• Required task: Collect every line in the records below that contains the word "green", copying each such line in full. Treat uppercase and lowercase letters as distinct when matching.
-- BEGIN --
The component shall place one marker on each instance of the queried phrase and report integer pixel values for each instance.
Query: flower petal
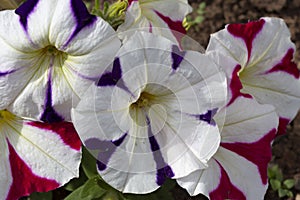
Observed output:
(244, 154)
(158, 17)
(57, 58)
(264, 51)
(5, 173)
(38, 151)
(141, 107)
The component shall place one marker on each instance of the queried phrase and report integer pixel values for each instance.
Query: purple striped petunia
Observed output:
(149, 117)
(238, 170)
(264, 66)
(33, 155)
(47, 47)
(161, 17)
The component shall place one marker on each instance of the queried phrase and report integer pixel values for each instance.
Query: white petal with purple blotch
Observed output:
(149, 117)
(244, 154)
(61, 50)
(158, 17)
(264, 51)
(37, 157)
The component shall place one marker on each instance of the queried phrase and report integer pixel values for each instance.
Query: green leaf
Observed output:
(76, 182)
(92, 190)
(88, 163)
(275, 184)
(41, 196)
(163, 192)
(275, 173)
(289, 183)
(282, 192)
(290, 194)
(75, 194)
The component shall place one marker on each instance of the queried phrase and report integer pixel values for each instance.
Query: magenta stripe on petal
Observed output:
(6, 73)
(225, 189)
(236, 86)
(283, 122)
(247, 32)
(177, 56)
(286, 65)
(65, 130)
(24, 181)
(259, 152)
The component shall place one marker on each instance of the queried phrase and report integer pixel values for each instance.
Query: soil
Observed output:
(218, 13)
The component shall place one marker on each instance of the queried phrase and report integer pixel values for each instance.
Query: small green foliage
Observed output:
(190, 21)
(39, 196)
(283, 187)
(114, 13)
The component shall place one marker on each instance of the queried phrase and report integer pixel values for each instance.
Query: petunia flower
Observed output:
(161, 17)
(35, 156)
(238, 170)
(264, 55)
(149, 117)
(45, 47)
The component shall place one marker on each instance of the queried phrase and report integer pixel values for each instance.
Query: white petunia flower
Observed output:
(238, 170)
(149, 117)
(161, 17)
(263, 52)
(35, 156)
(44, 44)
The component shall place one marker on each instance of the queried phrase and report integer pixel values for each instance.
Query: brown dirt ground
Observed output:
(218, 13)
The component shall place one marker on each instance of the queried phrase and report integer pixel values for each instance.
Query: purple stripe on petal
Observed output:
(49, 115)
(24, 11)
(111, 78)
(82, 16)
(164, 171)
(106, 149)
(177, 56)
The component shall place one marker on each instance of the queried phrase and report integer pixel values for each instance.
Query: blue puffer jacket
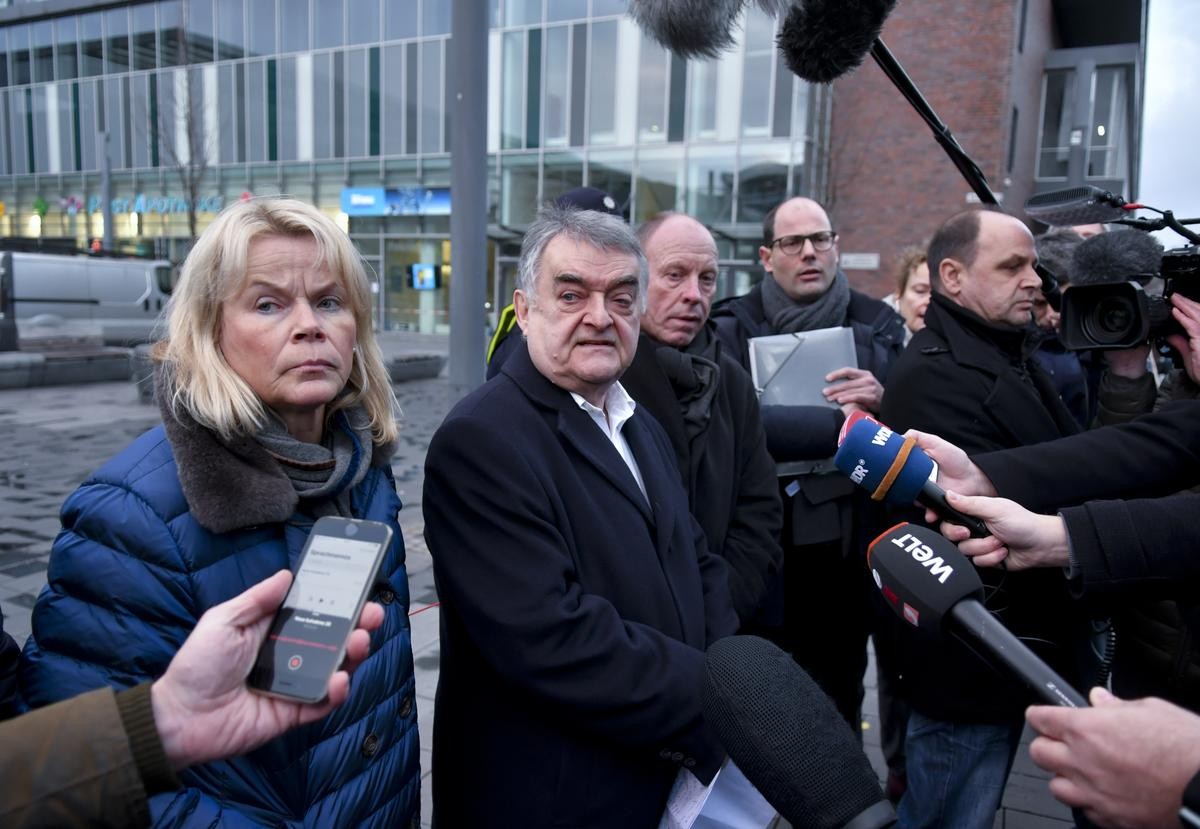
-- END --
• Exercise output:
Query: green leaf
Query: small green foliage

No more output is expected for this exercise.